WHAT TO DO:
1 – List each thing that the final sentence of the commentary on Ed in Gotham says he wants.
2 – According to the commentary on Ed in Gotham, who is able to answer the riddle through which Ed presents evidence for the Wayne murders?
3 – Carry on the commentary on Ed in Gotham from its final sentence.

GIVEN TEXT:
In most adaptions he does it for the love of the game, or to simply prove how smart he is.
In Gotham, though, it’s deeper than that.
In the beginning he pesters his coworkers with riddles he knows they don’t know the answer to and smugly showing off his mental prowess over them. He thinks he’s the smartest man in the room, others think he’s a creep.
However, when presenting evidence for the Wayne murders in the form of a riddle, for the first time he has a rival: the newly recruited Jim Gordon who is able to give an answer. This delights Ed but this is already sowing seeds of resentment that won’t bloom until later in the show.
Of course he has a crush on Kirsten Kringle and gives her puzzles as a way of showing affection (the cupcake bullet incident) and everything is pretty good.
Then Doughtery comes along. In their first meeting Doughtery asks Ed a riddle, albeit not a very good one, but promises to stump him next time. For someone like Ed who weaponises riddles as a way of intelligence, this is a threat.
“So he uses riddles to demonstrate how smart he is, so what?” Yes, but now pair it with murder and see what changes: internal conflict.
He WANTS to get away with the crime, but he also wants to show off a little, he wants the attention he’s been lacking despite being a self-proclaimed genius.

ROWS:

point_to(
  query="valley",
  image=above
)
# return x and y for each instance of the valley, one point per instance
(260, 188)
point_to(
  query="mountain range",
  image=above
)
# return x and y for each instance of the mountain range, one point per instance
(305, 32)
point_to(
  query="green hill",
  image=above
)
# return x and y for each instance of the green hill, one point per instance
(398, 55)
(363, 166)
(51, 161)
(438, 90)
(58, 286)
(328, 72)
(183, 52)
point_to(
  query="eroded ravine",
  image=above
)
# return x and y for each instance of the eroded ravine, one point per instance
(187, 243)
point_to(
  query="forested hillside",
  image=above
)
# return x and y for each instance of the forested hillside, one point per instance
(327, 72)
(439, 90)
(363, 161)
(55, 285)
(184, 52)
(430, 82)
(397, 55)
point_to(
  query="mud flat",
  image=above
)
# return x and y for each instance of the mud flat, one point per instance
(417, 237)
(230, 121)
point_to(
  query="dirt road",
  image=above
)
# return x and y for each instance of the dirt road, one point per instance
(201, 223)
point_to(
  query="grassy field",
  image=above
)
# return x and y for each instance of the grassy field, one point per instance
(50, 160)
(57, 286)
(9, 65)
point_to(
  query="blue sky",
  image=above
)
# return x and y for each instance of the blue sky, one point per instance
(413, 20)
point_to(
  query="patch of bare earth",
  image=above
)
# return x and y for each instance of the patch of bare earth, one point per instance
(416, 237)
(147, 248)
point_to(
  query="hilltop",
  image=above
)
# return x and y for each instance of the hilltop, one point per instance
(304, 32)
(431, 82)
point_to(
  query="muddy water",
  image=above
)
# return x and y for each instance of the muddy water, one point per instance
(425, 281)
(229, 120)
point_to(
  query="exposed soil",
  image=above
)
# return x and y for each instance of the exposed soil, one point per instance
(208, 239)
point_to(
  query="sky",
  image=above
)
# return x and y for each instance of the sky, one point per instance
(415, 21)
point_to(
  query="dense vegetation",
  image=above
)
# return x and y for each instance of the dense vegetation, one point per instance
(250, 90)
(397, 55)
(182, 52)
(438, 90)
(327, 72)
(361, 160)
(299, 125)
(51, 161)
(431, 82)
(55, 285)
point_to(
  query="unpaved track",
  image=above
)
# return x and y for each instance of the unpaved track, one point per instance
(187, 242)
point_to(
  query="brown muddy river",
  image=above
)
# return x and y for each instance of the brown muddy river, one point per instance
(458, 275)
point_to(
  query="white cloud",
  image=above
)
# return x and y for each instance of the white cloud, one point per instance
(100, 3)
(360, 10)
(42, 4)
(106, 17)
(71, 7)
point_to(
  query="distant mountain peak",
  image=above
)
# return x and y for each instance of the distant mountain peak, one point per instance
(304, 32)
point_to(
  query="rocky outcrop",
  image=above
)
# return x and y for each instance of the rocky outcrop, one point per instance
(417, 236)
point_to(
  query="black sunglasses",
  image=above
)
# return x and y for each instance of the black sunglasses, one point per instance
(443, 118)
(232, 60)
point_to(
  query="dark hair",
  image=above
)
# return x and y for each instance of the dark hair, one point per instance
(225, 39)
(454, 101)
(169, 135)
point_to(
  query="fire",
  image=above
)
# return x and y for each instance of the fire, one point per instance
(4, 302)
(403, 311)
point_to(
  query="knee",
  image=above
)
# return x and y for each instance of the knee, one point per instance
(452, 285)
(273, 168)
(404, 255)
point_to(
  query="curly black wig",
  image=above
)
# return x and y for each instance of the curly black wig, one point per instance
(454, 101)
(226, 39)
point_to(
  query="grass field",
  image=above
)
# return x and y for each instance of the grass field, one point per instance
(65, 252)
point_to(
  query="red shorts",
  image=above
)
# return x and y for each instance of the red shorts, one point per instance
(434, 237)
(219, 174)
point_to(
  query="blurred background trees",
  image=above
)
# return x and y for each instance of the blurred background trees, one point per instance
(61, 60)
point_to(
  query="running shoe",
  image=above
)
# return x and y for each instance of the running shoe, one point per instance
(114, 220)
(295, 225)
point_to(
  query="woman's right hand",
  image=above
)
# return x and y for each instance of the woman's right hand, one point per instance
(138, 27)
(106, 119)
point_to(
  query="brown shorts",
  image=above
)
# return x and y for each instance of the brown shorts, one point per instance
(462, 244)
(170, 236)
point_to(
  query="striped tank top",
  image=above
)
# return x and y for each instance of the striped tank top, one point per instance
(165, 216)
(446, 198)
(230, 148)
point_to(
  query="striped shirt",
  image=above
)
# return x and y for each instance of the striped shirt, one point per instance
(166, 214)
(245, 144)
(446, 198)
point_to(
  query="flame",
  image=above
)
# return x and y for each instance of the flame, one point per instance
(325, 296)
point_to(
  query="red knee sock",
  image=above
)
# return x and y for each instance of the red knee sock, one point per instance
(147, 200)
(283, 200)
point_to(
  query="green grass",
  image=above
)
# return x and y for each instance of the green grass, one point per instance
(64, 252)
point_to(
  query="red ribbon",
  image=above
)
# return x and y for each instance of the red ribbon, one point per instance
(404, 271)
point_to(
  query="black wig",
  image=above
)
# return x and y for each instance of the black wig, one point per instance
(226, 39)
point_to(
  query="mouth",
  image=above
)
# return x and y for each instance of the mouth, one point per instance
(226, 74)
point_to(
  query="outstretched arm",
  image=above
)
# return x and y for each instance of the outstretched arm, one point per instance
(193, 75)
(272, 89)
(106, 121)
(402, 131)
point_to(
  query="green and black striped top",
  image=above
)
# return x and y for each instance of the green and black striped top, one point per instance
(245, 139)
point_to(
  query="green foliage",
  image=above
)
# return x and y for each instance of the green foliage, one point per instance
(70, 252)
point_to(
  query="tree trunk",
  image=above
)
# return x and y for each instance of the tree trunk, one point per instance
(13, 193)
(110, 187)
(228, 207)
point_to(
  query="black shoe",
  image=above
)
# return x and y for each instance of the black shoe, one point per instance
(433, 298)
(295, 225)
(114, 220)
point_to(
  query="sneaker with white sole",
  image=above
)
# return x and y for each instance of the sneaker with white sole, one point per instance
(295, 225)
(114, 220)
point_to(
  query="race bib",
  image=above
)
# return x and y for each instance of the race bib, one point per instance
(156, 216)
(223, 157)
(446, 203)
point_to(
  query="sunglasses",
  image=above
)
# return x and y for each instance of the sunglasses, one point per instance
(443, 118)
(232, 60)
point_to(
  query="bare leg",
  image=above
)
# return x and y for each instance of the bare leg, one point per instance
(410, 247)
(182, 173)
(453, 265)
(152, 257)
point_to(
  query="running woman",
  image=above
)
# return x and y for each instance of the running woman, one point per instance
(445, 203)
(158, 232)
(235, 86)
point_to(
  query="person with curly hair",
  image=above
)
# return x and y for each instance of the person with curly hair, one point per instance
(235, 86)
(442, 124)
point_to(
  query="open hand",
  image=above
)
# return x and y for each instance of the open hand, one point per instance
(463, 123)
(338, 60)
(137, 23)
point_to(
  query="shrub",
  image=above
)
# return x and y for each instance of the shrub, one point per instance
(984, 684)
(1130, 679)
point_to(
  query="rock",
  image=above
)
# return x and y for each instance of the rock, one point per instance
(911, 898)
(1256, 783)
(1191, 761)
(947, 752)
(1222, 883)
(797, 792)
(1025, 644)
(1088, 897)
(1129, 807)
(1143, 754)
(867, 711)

RESULTS OF THE EXERCISE:
1 –
- To get away with the crime
- To show off a little
- The attention he has been lacking despite being a self-proclaimed genius

2 – The newly recruited Jim Gordon.

3 –
After murdering Doughtery he presents Kringle with a letter he wrote from Doughtery, by looking at the start of each line she realises it spells out his name which she later confronts him about.
He the suffers a breakdown, berating himself and between overlapping voices asking himself why he had to leave a clue.
It’s a very valid question, why is he making this more difficult for himself? Edward literally tells Kringle to read between the lines when he first hands the letter to her. Why? (It’s a question we’ll be asking a lot). Does he want to be caught? Once again it’s that internal conflict. He wants to be recognised but at the same time wants to get away with his crime.
In the next episode it’s revealed that this conflict has manifested itself as a second personality, one who doesn’t need glasses for some reason. Ed wants to fly back down, Riddler wants to see how close they can get to the sun before their wax wings melt and they fall to their doom.
Sometimes the lines blur, like Ed telling Kringle that he was the one who murdered Doughtery. Why? He wants her to be impressed, he wants to be recognised. Of course this backfires and she panics, leading to him accidentally killing her whilst trying to convince her that he’s not a psychopath.
A major turning point is the hunt for Kringle’s body. His alter ego is trying to tip him over to the dark side. His mentality is reminiscent of a gambler’s thrill. Gamblers don’t enjoy gambling itself, they enjoy the danger and anticipation that comes before winning, or losing everything.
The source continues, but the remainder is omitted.